>> Begin The input

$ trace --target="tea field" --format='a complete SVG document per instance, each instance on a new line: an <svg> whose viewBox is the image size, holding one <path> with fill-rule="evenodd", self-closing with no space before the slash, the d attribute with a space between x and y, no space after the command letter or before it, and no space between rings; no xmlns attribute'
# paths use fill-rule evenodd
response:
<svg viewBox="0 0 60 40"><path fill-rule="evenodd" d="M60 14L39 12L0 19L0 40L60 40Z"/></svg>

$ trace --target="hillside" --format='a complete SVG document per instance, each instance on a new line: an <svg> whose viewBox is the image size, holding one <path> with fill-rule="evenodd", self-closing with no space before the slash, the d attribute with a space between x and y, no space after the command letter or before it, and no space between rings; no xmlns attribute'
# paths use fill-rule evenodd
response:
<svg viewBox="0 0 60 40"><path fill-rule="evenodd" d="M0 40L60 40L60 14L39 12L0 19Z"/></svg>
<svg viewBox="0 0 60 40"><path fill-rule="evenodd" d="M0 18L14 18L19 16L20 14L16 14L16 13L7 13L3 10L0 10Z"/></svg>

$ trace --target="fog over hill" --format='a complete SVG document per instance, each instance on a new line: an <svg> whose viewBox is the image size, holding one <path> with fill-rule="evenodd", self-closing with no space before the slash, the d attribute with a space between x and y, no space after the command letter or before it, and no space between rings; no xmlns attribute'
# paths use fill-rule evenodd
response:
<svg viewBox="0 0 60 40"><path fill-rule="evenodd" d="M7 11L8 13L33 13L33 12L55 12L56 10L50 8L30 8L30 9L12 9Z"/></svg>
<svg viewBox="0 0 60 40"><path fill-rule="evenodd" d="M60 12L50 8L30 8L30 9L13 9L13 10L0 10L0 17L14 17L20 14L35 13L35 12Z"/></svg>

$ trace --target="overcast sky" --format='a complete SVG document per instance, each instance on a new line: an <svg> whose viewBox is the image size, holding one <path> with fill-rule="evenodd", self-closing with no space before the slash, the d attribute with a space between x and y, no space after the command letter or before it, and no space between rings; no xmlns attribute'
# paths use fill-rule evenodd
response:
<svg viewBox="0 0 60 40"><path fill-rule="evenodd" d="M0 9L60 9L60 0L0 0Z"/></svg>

>> End The input

Please return the rows above verbatim, beginning with the very first line and stopping after the line that contains "18L14 18L19 16L20", with both of those lines included.

Solution for this problem.
$ trace --target="tea field" --format='a complete SVG document per instance, each instance on a new line: an <svg> whose viewBox is the image size, holding one <path> with fill-rule="evenodd", self-closing with no space before the slash, the d attribute with a space between x and y, no space after the command letter or before it, and no space between rings; no xmlns attribute'
# paths use fill-rule evenodd
response:
<svg viewBox="0 0 60 40"><path fill-rule="evenodd" d="M60 14L39 12L0 19L0 40L60 40Z"/></svg>

$ trace --target="hillside" --format='a complete SVG document per instance, each instance on a new line: an <svg> whose viewBox is the image size, holding one <path> with fill-rule="evenodd", self-closing with no space before the slash, the d attribute with a space between x and y, no space after the command letter or before it, and no space between rings; no xmlns attribute'
# paths use fill-rule evenodd
response:
<svg viewBox="0 0 60 40"><path fill-rule="evenodd" d="M0 40L60 40L60 14L39 12L0 19Z"/></svg>
<svg viewBox="0 0 60 40"><path fill-rule="evenodd" d="M0 18L14 18L19 16L20 14L16 14L16 13L7 13L3 10L0 10Z"/></svg>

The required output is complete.